Input for this task:
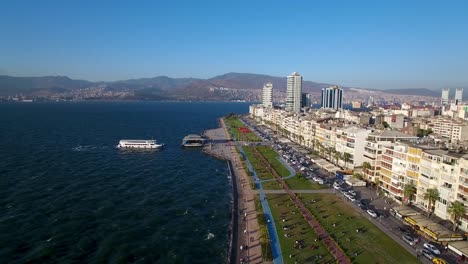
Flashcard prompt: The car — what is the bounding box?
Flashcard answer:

---

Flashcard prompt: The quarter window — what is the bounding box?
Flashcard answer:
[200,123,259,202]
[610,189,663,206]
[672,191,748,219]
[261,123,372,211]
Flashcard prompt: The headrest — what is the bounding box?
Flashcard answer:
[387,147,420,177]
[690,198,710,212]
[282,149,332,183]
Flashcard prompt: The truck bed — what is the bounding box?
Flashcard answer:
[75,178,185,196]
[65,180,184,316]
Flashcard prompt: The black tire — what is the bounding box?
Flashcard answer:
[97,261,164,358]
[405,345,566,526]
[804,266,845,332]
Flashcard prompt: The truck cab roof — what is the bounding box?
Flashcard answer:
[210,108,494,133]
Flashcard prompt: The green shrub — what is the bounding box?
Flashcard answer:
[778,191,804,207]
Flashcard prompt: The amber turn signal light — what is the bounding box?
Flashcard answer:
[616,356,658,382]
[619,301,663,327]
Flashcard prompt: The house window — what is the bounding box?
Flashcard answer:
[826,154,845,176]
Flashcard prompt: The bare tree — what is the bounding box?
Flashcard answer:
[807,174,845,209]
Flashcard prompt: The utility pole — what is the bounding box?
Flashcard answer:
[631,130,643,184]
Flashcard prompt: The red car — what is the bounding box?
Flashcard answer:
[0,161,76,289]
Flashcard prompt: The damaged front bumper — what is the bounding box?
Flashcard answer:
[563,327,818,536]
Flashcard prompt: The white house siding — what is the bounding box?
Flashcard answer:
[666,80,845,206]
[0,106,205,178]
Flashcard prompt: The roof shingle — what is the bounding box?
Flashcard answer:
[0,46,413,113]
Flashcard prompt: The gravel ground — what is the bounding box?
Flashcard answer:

Instructions to follow:
Rewrite every line starting at the one containing "Flashcard prompt: The quarter" and ending at the one containing "[0,46,413,113]", leaving the lines otherwise unchanged but shifting each bounding-box coordinate in the answers by -115.

Written response:
Flashcard prompt: The quarter window — what is the bounding box?
Flashcard answer:
[85,8,144,87]
[495,74,548,91]
[557,76,633,104]
[146,8,257,96]
Flashcard prompt: The headrest — what is the bounding box?
Flashcard answer:
[272,32,305,62]
[575,83,595,97]
[167,34,217,68]
Flashcard prompt: The truck bed — what is the bounding box?
Flashcard answer:
[-40,63,70,81]
[-50,65,69,201]
Flashcard prompt: The black tire — what is the bounding box?
Flashcard answer:
[-18,146,49,243]
[290,230,451,411]
[689,151,730,217]
Flashcard prompt: The truck cab roof — what is the bounding box?
Flashcard answer:
[95,-7,379,18]
Flashcard prompt: The green shrub — what is the bounding box?
Flashcard answer:
[663,76,689,92]
Flashcard prompt: The amber turn signal light — what is the bounding box?
Flashcard answer:
[501,241,543,267]
[504,186,548,212]
Flashcard prompt: The house window — what is the bounding box?
Flashcard answer:
[711,39,730,61]
Flashcard prompt: The bare tree — what is the bounding box?
Flashcard answer:
[692,59,730,94]
Flashcard prompt: The utility pole — what is the bounding box?
Flashcard answer:
[516,15,528,69]
Flashcard prompt: The red car — what is the bounding box?
Flashcard answer:
[-115,46,-39,174]
Flashcard prompt: The damaged front bumper — what is the bounding box?
Flashcard answer:
[448,212,703,421]
Flashcard prompt: The white house siding — what is the bounding box?
Flashcard answer:
[551,-35,730,91]
[-115,-9,90,63]
Flashcard prompt: The roof shingle — what is the bounding box?
Flashcard answer:
[-115,-69,298,-2]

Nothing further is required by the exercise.